REQUIREMENT:
Rewrite only the material from the line with "Where can you see the water" through the end, keeping every request and shifting each coordinate in the answers by adding 137 to both of its numbers. Leave the pictures out.

Dataset rows on where objects appear in pictures:
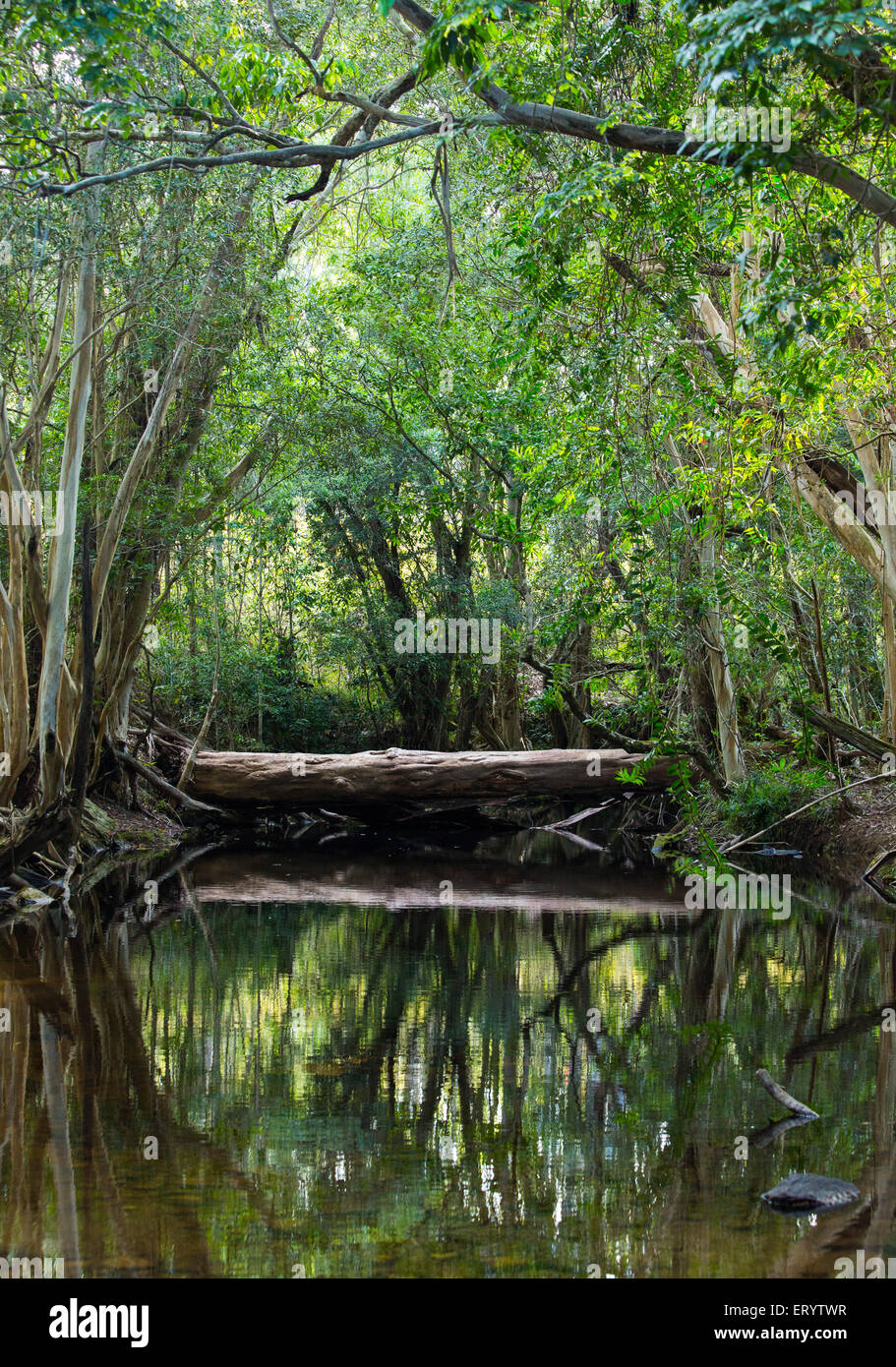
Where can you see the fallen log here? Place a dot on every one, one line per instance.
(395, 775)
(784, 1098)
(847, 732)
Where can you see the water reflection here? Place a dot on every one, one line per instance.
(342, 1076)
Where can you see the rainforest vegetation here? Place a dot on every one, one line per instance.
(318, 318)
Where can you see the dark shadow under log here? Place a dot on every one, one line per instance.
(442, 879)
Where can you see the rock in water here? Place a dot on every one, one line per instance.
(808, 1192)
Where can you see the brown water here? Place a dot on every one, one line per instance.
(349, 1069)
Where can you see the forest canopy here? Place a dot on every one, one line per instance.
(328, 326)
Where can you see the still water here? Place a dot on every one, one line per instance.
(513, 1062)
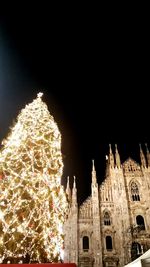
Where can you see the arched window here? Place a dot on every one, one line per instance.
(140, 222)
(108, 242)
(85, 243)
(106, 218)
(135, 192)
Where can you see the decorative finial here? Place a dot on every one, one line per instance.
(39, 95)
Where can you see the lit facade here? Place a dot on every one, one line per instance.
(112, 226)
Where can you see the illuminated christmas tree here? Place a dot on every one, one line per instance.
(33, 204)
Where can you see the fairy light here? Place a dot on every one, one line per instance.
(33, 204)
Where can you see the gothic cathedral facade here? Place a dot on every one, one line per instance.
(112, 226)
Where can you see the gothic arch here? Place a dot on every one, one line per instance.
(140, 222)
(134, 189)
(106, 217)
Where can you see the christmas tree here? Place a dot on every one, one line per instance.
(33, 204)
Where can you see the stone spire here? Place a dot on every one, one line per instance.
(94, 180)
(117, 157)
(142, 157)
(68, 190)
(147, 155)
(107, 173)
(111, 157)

THE ANSWER:
Where can you see the water reflection here? Place a dot on every one, one line per instance.
(479, 1213)
Where can you see the rainforest vegetation here? Place a dot on every one, one line per instance.
(455, 455)
Where can you see the dark shadow under log here? Place a dot on every one, one line per instance.
(579, 1016)
Where can you see the rock in water here? Place a dot on every one, one line per instance.
(945, 1329)
Where can you see the brown water here? Place a dot on every one, one line per instance.
(486, 1206)
Where can you see the forest canopy here? Place a dot on every one, one line per instance.
(465, 463)
Where can you see the still water here? Place a dot on every one, one line per instance.
(650, 1199)
Where can you see the arched window here? Place a dot on every one, one line per instance.
(277, 359)
(245, 379)
(222, 380)
(243, 355)
(272, 329)
Where can you see the decorative finial here? Place a dot on every one, one line per instance.
(176, 232)
Where can you see the lit facade here? Place a dot on every one, one line per instance.
(249, 363)
Where can you see the illuminated christmas tree here? Place a dot on every one, one line per instance.
(170, 341)
Where can you see the fairy light here? Place a dot on every one, one line per instance.
(170, 341)
Where can you see the gothic cathedral facade here? Place a dot on every one, one line per instance.
(249, 363)
Where can you see the gothic arch here? Place a dot on every one, one line per instance.
(277, 359)
(271, 326)
(243, 354)
Where can you see the christmas tree here? Place a dot on every one, one line per instance.
(170, 341)
Where can you see the stone spire here? Place a dot on every one, one line per instance.
(231, 317)
(254, 294)
(279, 294)
(205, 327)
(284, 292)
(244, 310)
(248, 294)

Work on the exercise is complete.